● Task material

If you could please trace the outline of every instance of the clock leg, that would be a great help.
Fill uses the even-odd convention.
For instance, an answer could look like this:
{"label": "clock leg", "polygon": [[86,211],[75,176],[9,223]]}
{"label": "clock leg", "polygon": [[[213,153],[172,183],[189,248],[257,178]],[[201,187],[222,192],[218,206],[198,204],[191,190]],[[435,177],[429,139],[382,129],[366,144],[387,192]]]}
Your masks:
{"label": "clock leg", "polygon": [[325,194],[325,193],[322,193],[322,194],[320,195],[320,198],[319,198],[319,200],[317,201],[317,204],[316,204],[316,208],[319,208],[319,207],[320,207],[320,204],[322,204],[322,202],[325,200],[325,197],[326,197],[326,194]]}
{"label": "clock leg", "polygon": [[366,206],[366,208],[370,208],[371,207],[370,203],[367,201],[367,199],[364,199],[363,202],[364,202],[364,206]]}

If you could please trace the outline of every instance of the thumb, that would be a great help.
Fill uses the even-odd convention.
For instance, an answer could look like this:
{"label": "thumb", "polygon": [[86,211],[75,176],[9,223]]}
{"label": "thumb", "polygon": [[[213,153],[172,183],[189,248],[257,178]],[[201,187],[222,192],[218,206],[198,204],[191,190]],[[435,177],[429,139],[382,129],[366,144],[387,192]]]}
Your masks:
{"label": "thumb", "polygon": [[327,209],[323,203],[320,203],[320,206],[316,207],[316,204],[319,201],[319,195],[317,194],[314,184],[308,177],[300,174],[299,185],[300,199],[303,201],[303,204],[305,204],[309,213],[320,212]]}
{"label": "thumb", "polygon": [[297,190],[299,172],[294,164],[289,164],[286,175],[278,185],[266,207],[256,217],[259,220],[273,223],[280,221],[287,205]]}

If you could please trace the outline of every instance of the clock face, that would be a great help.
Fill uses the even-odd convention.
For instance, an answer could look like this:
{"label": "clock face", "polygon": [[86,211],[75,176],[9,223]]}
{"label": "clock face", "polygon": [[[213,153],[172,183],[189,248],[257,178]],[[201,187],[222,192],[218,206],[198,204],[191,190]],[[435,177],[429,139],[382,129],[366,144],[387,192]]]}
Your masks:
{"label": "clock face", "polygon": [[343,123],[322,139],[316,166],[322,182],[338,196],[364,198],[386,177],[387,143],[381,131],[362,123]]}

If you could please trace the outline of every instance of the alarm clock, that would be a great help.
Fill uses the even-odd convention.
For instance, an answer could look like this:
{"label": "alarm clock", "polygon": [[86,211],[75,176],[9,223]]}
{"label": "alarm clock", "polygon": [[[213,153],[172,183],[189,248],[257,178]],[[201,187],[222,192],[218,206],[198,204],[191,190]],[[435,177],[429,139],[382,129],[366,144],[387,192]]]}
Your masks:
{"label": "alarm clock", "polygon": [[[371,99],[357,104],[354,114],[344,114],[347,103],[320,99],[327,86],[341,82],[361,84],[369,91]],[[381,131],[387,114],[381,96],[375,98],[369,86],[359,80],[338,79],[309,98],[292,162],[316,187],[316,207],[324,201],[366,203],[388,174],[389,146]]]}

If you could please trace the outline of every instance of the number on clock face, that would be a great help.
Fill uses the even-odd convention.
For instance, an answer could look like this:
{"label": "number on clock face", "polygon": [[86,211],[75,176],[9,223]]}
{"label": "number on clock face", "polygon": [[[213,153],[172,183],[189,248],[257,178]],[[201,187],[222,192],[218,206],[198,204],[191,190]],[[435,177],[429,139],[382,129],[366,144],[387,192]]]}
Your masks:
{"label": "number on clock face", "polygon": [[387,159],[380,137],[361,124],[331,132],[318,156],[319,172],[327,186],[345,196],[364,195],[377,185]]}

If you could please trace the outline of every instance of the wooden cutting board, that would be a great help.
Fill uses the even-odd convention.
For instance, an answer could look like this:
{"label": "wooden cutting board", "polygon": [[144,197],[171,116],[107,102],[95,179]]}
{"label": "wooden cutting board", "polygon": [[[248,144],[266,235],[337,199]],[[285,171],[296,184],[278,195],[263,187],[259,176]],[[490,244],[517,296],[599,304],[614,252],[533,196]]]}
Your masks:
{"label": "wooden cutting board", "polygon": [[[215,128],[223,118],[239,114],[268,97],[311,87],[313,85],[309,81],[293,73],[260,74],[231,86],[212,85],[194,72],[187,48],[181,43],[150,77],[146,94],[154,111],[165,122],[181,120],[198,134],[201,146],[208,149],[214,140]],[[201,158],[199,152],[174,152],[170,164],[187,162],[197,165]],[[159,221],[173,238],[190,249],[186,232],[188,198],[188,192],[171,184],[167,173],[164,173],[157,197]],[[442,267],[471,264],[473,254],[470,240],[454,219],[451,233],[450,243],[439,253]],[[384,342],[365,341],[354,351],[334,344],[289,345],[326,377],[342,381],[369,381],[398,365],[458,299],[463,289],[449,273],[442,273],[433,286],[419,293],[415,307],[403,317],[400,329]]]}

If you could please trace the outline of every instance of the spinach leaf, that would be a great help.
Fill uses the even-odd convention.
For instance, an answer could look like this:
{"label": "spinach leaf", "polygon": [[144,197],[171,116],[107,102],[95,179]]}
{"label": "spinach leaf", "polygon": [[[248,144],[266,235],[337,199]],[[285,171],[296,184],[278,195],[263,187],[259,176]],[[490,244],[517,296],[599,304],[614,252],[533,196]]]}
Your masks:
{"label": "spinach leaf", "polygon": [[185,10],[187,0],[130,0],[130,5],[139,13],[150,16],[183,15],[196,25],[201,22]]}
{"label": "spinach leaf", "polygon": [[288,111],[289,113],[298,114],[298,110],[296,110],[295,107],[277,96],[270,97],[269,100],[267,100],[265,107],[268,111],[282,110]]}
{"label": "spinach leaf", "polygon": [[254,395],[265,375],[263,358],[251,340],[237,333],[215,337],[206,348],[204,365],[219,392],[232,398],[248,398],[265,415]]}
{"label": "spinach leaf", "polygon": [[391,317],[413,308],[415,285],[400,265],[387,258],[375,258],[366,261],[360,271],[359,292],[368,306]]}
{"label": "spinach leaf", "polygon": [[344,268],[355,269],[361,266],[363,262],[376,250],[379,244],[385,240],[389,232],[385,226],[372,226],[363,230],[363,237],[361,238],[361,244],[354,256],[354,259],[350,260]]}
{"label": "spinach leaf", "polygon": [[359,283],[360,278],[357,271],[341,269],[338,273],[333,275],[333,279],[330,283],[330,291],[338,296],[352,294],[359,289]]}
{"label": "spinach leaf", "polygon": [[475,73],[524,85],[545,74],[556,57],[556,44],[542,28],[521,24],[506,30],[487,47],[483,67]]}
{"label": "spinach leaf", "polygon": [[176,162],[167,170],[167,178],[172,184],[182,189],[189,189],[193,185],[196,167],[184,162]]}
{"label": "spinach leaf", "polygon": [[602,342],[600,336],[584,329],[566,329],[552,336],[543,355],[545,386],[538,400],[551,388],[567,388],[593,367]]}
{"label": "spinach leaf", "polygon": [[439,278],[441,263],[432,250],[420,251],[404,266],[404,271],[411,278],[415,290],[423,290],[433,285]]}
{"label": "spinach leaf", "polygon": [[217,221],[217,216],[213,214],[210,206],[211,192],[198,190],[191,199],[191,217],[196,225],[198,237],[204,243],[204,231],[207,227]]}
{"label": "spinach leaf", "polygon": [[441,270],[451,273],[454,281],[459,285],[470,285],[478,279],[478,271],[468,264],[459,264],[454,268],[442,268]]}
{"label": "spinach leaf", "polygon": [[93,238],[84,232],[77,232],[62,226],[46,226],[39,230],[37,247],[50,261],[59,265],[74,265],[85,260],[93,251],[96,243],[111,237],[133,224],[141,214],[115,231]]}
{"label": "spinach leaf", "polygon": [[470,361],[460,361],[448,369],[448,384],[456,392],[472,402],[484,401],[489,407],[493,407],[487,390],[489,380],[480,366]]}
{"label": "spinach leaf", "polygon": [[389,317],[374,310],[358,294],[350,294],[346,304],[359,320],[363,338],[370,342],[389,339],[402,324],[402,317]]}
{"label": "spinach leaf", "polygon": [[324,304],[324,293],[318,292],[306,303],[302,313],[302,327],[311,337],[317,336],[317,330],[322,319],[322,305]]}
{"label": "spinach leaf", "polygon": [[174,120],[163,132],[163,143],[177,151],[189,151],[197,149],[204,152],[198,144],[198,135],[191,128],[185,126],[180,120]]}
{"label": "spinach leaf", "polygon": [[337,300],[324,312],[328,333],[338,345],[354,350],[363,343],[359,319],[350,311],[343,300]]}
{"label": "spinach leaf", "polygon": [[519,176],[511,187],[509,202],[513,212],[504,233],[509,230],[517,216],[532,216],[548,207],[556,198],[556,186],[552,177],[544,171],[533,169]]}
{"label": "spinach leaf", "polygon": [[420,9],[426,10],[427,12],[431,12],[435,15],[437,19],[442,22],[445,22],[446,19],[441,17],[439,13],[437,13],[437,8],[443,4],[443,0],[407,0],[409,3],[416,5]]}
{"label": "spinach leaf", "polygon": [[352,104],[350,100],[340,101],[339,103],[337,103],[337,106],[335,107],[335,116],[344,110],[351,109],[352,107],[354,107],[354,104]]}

● Exercise requirements
Report how many lines of the records hold the word "please", and supply no other text.

● Task result
7